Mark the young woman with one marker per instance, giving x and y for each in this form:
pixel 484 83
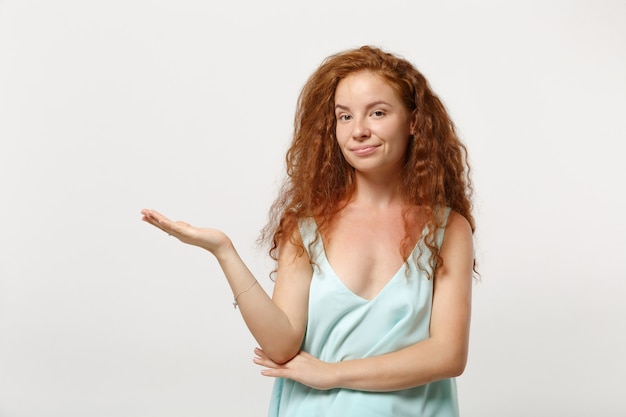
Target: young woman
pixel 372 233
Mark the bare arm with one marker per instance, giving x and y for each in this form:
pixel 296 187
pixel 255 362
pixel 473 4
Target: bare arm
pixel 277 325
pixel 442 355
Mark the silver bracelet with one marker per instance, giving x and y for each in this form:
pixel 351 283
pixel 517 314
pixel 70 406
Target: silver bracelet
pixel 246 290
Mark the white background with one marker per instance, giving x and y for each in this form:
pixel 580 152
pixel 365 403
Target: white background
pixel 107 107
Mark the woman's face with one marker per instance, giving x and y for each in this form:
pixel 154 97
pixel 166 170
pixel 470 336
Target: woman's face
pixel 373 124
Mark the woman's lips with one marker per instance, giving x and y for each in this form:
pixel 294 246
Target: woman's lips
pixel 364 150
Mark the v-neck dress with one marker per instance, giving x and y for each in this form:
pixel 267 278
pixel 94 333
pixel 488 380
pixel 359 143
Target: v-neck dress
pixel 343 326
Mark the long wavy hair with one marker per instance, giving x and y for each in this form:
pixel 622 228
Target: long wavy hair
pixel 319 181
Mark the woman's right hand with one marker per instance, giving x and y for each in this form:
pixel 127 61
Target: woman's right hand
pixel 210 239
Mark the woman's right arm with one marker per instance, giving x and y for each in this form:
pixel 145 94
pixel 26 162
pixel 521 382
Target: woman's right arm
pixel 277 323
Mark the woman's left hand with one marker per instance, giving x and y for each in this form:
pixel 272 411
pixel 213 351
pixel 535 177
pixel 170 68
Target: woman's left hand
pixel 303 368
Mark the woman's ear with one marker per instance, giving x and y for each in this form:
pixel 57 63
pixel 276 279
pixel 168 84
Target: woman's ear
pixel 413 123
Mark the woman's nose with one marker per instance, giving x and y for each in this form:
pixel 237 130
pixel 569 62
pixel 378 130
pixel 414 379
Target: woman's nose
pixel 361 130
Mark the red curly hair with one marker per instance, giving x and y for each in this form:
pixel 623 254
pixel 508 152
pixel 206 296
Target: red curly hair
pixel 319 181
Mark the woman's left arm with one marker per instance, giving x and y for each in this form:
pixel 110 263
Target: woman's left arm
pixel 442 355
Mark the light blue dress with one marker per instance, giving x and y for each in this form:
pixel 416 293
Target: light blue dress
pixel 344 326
****************************************
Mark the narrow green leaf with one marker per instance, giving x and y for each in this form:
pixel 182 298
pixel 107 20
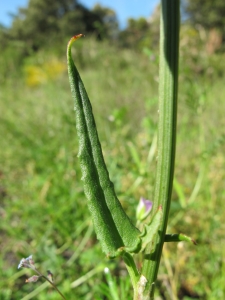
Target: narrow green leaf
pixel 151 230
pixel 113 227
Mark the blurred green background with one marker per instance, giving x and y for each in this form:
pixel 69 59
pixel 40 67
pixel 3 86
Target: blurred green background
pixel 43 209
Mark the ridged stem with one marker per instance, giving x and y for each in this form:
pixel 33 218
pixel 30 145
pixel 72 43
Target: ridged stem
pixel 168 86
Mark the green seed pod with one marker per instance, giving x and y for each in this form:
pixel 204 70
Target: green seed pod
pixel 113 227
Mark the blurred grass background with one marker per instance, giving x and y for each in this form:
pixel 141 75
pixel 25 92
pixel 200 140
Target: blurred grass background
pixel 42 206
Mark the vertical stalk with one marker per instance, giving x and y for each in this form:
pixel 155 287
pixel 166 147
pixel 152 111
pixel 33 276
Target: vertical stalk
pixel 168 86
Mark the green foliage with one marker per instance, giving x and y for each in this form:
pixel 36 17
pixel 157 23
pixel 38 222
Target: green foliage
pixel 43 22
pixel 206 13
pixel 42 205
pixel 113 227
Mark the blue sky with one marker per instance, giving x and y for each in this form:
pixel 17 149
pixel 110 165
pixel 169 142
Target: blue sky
****************************************
■ PROBLEM ■
Copy the rows word for word, starting at the line containing "Mark the young" and ending at the line containing "pixel 246 290". Leave the pictures out of your copy.

■ REPLY TO THE TASK ■
Mark the young woman with one marker per instance, giving x and y for each in this form:
pixel 484 83
Target: young woman
pixel 372 233
Mark the bare arm with one marker per instance, giving x and y for each in this form:
pixel 296 187
pixel 255 362
pixel 473 4
Target: bare arm
pixel 277 325
pixel 442 355
Mark the silver bracelet with one marker per instance, giving x and y for each in this form:
pixel 351 283
pixel 517 314
pixel 70 406
Target: silver bracelet
pixel 246 290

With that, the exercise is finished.